■ PROBLEM DESCRIPTION ■
Take the data below and extract the lines from the one with "column 584, row 335" to the one with "column 1044, row 330", inclusive, exactly as written.

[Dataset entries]
________________

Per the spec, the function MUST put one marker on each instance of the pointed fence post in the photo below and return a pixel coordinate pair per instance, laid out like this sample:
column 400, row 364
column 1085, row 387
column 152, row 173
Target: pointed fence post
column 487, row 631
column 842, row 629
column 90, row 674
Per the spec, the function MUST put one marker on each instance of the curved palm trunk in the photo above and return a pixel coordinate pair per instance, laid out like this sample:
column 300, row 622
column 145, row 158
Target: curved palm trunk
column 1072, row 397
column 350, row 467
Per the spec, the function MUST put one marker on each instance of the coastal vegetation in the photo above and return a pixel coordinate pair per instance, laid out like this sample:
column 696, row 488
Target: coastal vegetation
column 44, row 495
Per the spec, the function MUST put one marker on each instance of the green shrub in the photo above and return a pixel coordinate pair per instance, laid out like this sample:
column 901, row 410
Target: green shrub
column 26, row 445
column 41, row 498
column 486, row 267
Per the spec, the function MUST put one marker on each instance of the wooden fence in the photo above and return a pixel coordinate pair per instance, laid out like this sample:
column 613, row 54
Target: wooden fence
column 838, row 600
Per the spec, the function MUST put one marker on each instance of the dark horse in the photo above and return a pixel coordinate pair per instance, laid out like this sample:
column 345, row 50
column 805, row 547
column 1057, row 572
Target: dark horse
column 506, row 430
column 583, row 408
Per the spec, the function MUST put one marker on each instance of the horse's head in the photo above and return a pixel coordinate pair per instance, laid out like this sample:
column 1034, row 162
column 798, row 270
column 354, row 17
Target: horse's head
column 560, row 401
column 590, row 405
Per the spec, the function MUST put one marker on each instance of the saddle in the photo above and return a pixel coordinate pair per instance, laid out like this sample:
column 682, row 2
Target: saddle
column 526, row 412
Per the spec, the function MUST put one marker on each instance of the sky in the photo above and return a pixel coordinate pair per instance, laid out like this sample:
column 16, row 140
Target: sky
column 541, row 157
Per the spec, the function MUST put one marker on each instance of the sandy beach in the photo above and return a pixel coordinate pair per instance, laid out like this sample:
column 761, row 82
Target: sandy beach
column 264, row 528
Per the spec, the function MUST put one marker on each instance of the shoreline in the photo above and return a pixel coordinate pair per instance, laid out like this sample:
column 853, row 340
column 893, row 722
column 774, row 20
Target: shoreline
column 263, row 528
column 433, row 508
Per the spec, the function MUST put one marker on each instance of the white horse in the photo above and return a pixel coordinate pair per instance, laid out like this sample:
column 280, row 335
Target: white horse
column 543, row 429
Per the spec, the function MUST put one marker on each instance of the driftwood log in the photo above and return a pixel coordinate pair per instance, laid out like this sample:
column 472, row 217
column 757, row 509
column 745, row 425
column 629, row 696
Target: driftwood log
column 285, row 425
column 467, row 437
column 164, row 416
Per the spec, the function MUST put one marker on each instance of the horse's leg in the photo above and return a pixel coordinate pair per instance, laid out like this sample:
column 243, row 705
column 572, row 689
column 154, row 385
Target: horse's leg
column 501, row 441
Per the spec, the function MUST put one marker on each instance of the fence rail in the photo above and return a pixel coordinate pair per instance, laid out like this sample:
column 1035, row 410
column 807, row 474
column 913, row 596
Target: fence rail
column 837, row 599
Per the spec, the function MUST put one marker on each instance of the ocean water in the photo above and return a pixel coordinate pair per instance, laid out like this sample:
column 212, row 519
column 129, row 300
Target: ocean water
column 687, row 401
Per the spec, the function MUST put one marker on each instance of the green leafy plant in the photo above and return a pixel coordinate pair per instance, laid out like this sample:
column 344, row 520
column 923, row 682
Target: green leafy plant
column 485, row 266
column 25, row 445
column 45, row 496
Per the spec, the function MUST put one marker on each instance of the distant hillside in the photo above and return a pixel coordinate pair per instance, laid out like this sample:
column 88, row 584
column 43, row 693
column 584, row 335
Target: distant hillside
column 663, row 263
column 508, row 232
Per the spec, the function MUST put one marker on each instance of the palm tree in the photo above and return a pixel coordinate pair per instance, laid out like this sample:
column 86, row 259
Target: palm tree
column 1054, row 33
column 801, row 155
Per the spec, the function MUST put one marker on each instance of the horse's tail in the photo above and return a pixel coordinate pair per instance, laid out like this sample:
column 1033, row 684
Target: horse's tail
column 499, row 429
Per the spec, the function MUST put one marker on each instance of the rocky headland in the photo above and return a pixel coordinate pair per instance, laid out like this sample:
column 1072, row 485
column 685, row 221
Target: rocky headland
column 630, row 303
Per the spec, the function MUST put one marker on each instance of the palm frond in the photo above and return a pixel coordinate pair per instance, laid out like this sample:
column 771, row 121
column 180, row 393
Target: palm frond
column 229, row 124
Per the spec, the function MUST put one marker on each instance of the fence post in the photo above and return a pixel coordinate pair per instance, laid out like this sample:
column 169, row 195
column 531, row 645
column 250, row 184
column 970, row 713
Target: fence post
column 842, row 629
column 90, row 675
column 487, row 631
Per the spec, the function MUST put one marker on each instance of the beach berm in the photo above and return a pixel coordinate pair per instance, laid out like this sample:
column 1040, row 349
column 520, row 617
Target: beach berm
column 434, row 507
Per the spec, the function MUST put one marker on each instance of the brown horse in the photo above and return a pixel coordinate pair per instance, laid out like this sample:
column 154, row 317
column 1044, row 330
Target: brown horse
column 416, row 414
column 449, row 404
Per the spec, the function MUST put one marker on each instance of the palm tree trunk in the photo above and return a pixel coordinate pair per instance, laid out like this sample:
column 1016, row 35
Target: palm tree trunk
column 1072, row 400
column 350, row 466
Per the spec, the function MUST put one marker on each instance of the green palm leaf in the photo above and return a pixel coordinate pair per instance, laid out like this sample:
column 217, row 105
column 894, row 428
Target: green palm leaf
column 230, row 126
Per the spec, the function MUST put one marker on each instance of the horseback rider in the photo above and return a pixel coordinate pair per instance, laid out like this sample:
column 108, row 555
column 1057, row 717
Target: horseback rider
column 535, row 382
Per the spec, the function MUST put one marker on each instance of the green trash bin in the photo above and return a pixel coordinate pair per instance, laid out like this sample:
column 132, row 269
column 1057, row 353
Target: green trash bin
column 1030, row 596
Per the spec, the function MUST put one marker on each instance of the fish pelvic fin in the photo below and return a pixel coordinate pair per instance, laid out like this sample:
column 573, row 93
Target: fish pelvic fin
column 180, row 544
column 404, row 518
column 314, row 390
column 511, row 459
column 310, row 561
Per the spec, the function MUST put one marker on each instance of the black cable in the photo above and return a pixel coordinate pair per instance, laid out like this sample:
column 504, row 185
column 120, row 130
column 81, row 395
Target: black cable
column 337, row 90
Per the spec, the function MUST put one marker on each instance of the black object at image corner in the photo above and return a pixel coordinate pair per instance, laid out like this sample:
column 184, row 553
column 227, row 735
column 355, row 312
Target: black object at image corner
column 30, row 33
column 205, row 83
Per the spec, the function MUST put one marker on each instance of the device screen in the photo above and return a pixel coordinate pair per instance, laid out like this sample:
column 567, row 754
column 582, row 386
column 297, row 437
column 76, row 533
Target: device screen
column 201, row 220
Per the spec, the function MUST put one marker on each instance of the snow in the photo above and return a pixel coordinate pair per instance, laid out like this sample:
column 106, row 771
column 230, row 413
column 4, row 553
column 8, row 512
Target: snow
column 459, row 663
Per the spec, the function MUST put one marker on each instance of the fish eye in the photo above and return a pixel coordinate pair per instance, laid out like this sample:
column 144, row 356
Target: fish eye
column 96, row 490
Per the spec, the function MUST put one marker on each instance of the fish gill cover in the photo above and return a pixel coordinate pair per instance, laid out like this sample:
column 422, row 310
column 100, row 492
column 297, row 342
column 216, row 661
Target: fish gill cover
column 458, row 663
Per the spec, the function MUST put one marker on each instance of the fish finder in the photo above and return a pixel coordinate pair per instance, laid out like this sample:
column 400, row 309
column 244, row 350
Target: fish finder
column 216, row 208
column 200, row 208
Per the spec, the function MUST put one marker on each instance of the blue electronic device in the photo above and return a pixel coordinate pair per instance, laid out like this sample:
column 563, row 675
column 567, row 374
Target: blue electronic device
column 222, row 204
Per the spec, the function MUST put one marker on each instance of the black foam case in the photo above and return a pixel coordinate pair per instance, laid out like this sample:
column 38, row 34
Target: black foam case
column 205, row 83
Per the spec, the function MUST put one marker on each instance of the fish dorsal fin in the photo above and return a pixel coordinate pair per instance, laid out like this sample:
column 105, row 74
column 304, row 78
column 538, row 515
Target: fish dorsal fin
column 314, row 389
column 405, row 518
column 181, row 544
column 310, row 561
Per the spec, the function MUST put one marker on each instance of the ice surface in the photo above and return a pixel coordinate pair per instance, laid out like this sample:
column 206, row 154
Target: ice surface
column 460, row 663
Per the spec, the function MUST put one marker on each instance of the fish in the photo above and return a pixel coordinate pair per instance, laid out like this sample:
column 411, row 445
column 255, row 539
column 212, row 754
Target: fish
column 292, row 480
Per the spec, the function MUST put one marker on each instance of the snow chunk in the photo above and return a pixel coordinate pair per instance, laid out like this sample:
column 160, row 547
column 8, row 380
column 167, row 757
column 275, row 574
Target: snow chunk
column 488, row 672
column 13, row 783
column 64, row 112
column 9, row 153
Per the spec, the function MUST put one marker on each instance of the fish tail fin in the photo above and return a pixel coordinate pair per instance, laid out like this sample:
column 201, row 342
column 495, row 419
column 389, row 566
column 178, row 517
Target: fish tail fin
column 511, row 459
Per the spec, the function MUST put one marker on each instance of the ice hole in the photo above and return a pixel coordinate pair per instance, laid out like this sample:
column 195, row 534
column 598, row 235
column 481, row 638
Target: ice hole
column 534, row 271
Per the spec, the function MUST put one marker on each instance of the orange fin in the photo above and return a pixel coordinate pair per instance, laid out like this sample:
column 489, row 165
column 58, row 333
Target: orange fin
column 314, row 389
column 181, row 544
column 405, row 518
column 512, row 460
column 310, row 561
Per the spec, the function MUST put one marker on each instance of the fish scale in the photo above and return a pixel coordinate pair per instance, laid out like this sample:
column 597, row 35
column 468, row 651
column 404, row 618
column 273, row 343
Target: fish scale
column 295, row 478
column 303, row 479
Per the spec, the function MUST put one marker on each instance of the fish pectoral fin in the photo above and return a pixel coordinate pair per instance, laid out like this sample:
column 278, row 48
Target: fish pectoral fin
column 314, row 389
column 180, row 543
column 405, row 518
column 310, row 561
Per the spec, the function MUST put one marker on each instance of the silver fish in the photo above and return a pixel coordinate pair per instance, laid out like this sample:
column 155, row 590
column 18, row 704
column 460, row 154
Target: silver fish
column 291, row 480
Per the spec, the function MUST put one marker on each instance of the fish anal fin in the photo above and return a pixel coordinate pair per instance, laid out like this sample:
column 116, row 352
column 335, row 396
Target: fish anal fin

________________

■ TASK ANSWER ■
column 584, row 335
Target: distant hillside
column 663, row 263
column 508, row 232
Per the spec, the function MUST put one marker on each instance of the palm tree in the photo above and return a pixel coordinate pair per instance, laid out like this sample:
column 86, row 259
Target: palm tree
column 1054, row 33
column 801, row 155
Per the spec, the function MUST put one marker on each instance of the horse's tail in the photo above and return a pixel coordinate pair per instance, laid out like this sample:
column 1033, row 684
Target: horse's tail
column 499, row 429
Per the spec, the function MUST put one marker on each instance of the rocky headland in the photo above and return a pixel coordinate pair per instance, laid out like this sample:
column 1072, row 485
column 685, row 221
Target: rocky headland
column 630, row 303
Per the spec, the function MUST put one marker on each instance of the palm frond in the photo above and return a pixel coordinate pair per instance, laid out like this sample:
column 771, row 121
column 180, row 393
Target: palm frond
column 229, row 124
Per the spec, the function MUST put one marker on each instance of the fence post in the photo above and return a pixel coordinate pair per instance, laid out like this sample:
column 169, row 195
column 531, row 645
column 250, row 184
column 970, row 713
Target: fence post
column 842, row 629
column 90, row 675
column 487, row 631
Per the spec, the function MUST put one marker on each instance of the beach berm in the photo above and return a pixel coordinate pair per instance, laid out like this sample:
column 1040, row 349
column 520, row 617
Target: beach berm
column 434, row 507
Per the spec, the function MUST put one marker on each instance of the brown horse in the photo above and return a pixel coordinate pair per instance, laid out like this sample:
column 154, row 317
column 1044, row 330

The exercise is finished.